### WHAT YOU WILL DO
Copy out, word for word, the lines between the line containing "man in yellow" and the line containing "<point>462,184</point>", both of those lines included.

### PROVIDED RECORDS
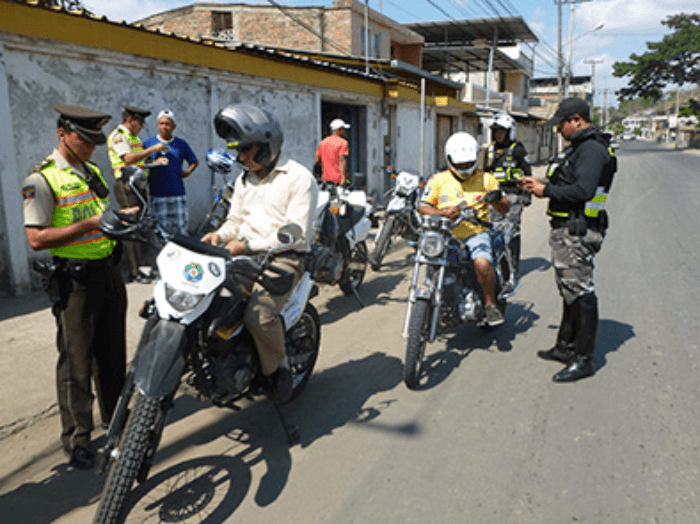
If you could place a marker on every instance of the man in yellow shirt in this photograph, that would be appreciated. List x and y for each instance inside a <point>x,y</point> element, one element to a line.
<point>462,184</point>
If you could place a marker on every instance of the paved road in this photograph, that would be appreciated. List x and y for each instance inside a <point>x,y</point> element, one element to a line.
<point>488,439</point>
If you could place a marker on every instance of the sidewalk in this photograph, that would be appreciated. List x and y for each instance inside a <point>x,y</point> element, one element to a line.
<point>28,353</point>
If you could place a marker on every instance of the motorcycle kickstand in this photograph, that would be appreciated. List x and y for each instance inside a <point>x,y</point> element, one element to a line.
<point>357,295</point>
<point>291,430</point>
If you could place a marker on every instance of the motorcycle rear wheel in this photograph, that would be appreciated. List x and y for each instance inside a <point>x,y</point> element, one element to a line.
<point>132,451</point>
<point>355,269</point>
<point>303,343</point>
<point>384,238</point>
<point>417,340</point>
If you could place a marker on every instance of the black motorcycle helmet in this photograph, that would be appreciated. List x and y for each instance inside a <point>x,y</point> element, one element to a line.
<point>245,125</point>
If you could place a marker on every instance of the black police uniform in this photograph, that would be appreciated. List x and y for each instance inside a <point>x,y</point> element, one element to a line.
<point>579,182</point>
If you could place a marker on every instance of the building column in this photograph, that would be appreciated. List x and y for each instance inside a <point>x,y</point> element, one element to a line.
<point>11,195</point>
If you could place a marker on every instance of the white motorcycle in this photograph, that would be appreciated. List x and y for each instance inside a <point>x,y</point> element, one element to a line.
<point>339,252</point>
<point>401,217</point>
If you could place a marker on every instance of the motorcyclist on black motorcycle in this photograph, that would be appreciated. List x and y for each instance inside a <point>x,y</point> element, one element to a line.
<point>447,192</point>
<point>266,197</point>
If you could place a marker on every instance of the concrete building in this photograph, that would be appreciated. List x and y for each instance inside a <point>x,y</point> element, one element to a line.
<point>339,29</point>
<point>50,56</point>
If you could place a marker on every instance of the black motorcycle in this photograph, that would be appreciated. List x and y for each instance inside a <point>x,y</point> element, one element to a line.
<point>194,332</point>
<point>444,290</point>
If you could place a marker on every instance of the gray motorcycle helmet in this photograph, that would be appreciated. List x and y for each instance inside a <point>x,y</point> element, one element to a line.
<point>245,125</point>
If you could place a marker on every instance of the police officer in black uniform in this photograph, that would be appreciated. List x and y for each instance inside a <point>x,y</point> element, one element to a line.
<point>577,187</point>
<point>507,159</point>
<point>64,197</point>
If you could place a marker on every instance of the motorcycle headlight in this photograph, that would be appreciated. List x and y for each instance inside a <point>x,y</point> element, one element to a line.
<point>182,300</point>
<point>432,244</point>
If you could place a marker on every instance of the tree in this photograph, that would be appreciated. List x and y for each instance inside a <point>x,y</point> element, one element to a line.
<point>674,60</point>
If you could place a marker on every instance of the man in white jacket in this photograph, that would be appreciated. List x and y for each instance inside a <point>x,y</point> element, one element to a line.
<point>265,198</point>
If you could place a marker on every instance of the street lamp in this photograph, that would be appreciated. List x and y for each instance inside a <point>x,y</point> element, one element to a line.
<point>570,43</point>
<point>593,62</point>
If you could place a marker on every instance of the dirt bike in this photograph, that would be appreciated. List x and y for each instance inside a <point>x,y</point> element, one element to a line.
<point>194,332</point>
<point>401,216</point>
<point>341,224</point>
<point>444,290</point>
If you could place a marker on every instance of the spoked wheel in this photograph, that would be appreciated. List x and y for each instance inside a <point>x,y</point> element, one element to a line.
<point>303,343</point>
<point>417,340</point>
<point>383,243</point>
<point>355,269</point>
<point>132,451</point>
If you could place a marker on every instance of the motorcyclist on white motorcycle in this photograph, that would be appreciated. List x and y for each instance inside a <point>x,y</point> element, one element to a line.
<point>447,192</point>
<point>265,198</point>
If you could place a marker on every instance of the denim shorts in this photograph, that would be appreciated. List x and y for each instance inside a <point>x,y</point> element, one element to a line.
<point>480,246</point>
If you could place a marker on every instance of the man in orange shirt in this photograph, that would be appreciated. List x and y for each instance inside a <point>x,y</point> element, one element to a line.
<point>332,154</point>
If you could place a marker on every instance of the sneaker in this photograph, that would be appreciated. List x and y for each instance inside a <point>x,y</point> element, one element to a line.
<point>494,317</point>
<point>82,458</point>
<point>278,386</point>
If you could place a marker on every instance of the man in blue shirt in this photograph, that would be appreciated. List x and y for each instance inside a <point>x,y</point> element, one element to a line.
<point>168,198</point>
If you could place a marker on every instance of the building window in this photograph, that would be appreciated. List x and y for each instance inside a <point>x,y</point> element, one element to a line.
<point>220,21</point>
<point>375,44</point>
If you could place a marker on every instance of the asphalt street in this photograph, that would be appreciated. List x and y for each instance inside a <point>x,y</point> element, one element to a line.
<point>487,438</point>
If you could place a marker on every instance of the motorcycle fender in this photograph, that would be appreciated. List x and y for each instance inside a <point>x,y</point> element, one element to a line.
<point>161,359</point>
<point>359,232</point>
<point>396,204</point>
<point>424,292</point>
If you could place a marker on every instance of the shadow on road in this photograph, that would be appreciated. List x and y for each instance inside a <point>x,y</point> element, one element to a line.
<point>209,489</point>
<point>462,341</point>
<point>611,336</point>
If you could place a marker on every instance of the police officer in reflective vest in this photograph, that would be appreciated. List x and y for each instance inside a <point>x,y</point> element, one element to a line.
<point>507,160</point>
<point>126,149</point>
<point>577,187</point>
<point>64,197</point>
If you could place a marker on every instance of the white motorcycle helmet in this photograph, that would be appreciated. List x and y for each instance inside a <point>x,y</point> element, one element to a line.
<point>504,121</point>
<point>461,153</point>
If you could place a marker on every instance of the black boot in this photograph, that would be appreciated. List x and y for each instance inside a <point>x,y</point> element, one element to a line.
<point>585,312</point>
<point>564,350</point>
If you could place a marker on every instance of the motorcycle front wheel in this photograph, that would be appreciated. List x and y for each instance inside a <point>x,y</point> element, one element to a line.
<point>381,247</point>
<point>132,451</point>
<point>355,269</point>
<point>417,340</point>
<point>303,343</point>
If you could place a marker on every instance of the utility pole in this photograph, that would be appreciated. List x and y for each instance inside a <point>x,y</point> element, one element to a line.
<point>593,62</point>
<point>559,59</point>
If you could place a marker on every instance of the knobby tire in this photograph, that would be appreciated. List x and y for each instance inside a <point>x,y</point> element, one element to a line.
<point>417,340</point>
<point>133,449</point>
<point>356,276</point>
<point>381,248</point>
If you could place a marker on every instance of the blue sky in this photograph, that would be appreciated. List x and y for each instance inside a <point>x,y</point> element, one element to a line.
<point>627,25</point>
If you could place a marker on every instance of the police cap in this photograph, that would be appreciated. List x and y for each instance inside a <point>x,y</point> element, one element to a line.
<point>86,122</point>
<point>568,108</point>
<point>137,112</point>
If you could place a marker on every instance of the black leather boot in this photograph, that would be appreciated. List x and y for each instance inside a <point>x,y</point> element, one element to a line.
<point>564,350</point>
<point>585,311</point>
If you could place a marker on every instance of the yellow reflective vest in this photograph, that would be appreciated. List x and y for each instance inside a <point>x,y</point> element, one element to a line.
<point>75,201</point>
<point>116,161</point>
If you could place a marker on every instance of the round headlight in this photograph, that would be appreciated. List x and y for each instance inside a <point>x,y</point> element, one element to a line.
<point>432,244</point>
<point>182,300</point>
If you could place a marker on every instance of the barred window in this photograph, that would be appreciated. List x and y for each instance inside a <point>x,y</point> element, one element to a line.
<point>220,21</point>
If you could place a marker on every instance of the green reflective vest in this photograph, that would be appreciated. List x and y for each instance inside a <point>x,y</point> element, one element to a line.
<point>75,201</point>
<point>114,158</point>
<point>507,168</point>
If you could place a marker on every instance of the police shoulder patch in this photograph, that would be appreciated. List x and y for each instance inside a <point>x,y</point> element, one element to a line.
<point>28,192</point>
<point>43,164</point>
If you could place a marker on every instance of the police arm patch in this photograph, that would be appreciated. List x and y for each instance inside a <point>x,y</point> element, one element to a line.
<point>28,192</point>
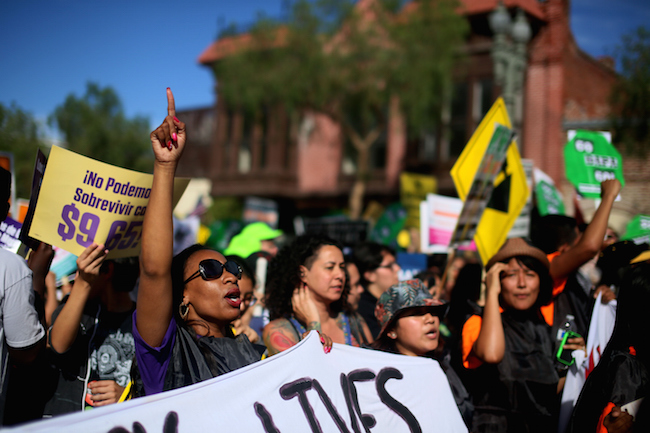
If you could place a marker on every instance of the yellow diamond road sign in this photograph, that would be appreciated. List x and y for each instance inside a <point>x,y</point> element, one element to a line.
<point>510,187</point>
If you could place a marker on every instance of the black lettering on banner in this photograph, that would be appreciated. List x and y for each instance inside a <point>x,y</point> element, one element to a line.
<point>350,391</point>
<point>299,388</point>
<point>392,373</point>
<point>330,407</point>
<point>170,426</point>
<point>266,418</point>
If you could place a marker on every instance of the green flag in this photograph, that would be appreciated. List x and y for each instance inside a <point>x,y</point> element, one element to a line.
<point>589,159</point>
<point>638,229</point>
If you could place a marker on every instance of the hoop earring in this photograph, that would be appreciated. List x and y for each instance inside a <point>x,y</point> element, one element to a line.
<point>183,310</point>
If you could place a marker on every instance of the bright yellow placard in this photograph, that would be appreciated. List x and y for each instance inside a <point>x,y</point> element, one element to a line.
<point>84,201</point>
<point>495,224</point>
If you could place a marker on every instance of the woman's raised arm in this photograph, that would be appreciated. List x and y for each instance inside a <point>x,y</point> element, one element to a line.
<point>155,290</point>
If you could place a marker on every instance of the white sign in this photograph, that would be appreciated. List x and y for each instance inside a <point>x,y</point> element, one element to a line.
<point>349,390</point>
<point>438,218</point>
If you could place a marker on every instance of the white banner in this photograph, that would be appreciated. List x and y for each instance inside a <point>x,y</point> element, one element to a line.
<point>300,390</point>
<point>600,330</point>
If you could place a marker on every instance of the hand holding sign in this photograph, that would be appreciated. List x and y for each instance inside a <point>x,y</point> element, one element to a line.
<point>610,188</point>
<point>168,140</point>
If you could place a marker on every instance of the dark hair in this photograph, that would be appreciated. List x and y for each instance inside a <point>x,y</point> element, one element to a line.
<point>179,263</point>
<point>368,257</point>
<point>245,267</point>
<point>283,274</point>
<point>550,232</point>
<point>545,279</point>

...

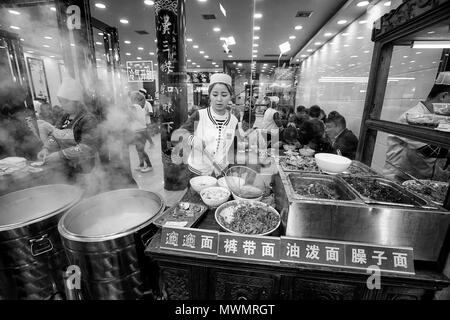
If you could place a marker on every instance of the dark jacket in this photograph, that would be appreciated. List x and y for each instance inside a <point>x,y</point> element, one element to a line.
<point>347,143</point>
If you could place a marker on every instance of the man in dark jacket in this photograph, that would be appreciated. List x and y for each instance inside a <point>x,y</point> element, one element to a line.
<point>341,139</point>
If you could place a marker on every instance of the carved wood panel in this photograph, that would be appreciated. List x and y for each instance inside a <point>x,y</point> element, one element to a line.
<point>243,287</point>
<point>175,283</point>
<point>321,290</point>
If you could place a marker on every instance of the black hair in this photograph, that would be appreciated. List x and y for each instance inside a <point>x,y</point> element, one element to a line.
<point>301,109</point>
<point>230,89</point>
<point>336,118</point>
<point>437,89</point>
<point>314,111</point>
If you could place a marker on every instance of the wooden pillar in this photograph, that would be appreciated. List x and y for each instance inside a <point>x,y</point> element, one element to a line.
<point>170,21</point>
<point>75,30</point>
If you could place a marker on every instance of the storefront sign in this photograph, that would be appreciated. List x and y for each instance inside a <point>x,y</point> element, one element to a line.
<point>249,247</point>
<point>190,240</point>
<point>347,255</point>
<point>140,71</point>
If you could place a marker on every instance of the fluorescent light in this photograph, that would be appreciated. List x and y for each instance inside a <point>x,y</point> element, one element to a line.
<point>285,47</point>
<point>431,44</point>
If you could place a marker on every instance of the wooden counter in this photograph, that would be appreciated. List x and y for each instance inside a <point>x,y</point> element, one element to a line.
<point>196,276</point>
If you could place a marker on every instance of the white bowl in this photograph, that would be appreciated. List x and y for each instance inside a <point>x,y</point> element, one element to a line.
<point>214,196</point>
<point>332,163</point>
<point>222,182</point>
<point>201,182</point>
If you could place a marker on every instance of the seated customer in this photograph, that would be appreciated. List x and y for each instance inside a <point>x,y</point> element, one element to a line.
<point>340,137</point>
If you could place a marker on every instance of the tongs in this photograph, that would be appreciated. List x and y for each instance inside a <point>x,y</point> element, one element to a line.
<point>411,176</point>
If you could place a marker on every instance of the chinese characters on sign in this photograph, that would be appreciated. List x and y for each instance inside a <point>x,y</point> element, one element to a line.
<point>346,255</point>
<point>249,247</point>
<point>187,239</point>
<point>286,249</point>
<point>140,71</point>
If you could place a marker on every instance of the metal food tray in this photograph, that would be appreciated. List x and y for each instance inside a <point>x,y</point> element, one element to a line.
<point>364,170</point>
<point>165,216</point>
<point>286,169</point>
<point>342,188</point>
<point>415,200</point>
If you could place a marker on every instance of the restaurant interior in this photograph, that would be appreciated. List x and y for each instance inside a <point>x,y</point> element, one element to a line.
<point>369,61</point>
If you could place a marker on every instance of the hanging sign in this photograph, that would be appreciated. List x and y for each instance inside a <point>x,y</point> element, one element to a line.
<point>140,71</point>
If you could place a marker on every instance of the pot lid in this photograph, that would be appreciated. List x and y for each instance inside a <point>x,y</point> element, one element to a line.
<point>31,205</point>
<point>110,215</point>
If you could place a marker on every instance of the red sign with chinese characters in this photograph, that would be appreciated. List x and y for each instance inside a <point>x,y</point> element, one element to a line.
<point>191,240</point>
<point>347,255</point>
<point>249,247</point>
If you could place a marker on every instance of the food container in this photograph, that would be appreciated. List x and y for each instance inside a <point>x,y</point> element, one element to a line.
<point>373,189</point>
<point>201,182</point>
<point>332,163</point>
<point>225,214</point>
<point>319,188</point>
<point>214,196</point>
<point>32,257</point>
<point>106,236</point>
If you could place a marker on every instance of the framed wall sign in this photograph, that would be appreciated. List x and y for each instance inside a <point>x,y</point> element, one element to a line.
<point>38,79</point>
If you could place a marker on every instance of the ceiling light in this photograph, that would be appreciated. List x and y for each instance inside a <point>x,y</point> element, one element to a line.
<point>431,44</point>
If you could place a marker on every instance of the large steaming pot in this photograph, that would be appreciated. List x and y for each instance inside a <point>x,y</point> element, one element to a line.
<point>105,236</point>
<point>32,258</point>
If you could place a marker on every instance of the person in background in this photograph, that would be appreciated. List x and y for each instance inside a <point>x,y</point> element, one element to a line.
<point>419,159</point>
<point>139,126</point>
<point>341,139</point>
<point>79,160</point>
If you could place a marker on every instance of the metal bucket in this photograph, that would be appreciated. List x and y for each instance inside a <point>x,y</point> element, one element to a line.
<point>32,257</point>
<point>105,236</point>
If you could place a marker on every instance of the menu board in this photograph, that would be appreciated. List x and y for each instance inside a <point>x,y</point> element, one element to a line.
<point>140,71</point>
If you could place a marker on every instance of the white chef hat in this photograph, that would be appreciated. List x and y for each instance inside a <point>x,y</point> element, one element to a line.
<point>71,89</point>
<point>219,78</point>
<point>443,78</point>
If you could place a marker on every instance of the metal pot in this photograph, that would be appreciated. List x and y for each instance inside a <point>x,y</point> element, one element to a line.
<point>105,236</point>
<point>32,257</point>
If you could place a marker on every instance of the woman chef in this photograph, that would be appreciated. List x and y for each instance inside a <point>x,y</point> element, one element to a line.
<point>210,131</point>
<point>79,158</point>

### TASK RESULT
If you could place a marker on every instance of the man in yellow shirt in this photograph, that would be appreciated. List x and y for each instance inside a <point>x,y</point> element, one element to a line.
<point>462,184</point>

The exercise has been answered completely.